SOURCE DOCUMENT:
*** Begin section ***
Thus, the light that was originally created is a “spiritual, not a bodily light.” How is this spiritual light related to the evenings and mornings that are indicated in the Genesis account? Augustine has already told us that the creation of light in Genesis 1:3 refers to the illumination of the angels. He reasons that the claim in Genesis 1:1 that God made the heavens must include the angels, but since no lapse of time is involved, they must be in an unformed state until God illumines them. The spiritual light (the angels), Augustine explains, was created after the darkness that was over the abyss. He understands this as meaning its transition from its unformed state toward its formation by the Creator. In a similar manner, morning was made after evening, which means that once it knows its own nature (that it is not God), it returns to praise God, who is the true light who formed it in the first place. (p. 282)
*** End section ***
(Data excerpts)
*** Begin section ***
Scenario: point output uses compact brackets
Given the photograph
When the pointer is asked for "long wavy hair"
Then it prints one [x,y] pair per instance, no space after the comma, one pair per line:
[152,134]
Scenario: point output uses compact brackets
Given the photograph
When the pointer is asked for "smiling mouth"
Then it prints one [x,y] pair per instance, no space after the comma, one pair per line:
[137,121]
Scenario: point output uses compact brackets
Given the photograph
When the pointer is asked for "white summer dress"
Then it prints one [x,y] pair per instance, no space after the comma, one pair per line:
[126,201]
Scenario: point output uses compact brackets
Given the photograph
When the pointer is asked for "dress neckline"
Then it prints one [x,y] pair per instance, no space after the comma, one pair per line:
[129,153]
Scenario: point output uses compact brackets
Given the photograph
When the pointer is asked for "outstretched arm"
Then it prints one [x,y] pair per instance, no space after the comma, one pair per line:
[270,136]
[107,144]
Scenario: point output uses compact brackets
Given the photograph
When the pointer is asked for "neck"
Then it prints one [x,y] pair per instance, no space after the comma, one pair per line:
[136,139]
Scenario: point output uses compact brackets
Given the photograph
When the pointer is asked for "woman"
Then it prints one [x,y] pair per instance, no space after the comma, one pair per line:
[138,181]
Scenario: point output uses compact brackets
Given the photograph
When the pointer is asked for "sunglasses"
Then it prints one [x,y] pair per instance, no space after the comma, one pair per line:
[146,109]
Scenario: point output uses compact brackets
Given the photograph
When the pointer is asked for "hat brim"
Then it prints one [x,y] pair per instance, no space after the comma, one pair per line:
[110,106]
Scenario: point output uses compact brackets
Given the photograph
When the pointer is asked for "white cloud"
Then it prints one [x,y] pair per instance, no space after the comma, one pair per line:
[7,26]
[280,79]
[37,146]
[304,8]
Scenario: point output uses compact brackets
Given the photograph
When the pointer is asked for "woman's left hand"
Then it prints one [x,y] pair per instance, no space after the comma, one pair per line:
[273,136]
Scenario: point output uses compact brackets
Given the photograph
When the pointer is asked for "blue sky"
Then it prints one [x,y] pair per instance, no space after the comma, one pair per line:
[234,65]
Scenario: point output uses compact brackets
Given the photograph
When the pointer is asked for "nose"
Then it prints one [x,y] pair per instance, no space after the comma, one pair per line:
*** End section ***
WHAT IS BEING ASKED: Condense the paragraph beginning "Thus, the light that was originally created" from the passage on Augustine and Genesis into a short bulleted list that keeps its main facts.

EXPECTED OUTPUT:
- The light first created is a "spiritual, not a bodily light."
- Augustine holds that the creation of light in Genesis 1:3 refers to the illumination of the angels.
- He reasons that God's making of the heavens in Genesis 1:1 must include the angels. Because no lapse of time is involved, they stay unformed until God illumines them.
- The spiritual light (the angels) was created after the darkness over the abyss. This means its transition from an unformed state toward formation by the Creator.
- Likewise, morning came after evening: once the spiritual light knows its own nature (that it is not God), it returns to praise God, the true light who formed it.